Dataset records:
------------------------------------------------------------

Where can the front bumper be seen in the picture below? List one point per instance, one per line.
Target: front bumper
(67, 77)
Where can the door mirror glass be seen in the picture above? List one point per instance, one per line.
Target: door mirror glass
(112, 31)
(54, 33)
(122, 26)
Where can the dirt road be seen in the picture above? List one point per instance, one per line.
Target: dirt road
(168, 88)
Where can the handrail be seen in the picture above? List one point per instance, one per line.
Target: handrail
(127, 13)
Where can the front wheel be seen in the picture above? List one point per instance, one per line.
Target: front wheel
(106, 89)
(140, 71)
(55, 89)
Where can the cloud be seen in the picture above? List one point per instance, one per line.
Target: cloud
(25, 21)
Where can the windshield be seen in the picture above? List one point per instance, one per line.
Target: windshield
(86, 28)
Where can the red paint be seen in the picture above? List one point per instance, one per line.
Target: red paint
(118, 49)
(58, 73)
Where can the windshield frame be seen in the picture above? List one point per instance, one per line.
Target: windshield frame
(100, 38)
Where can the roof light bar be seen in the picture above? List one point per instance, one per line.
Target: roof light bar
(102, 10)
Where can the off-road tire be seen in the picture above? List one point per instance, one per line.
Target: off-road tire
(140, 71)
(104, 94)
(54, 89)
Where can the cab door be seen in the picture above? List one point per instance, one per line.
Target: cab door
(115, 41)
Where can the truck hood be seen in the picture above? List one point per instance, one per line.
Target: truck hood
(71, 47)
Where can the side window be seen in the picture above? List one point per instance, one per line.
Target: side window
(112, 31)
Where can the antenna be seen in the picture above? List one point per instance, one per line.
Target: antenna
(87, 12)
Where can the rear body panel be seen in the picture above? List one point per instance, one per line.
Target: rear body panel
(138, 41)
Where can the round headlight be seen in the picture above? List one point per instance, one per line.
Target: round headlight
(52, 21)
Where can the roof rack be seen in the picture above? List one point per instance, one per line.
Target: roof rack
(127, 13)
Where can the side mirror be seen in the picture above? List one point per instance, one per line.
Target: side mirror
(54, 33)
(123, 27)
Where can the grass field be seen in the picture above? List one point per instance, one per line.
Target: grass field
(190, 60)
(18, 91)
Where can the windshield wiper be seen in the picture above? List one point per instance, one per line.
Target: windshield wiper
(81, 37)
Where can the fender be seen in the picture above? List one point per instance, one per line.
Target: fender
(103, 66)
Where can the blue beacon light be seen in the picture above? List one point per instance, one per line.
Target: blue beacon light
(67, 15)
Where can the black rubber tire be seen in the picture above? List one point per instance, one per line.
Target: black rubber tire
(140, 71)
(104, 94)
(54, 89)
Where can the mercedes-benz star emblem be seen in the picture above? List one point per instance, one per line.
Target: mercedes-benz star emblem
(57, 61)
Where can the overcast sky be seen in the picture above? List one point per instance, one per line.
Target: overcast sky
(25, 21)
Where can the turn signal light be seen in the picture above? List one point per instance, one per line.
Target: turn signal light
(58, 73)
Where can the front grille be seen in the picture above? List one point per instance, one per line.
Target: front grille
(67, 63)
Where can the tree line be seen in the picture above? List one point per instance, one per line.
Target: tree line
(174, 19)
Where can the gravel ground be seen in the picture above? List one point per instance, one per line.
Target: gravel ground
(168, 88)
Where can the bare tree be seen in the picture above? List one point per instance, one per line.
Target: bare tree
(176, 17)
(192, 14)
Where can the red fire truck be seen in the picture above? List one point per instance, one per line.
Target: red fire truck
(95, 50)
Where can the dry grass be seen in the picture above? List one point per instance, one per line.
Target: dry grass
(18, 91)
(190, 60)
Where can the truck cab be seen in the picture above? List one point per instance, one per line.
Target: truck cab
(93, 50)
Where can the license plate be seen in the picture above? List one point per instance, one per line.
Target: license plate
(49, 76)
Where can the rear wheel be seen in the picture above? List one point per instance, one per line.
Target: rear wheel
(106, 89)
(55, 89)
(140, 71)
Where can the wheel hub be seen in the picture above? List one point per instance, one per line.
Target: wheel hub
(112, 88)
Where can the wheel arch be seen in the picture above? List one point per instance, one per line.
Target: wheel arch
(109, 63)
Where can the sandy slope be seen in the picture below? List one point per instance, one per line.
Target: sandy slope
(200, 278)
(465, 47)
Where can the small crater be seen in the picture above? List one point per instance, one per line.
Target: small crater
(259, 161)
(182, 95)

------------------------------------------------------------

> [Work request] Your task is to restate, word for word, only those lines above that fall between the line holding "Target: round headlight" and the line holding "Where can the side mirror", inclusive.

> [Exercise response]
Target: round headlight
(52, 21)
Where can the roof rack be seen in the picture above? List one point per instance, one per line.
Target: roof rack
(127, 13)
Where can the side mirror be seen in the picture above? List one point per instance, one per line.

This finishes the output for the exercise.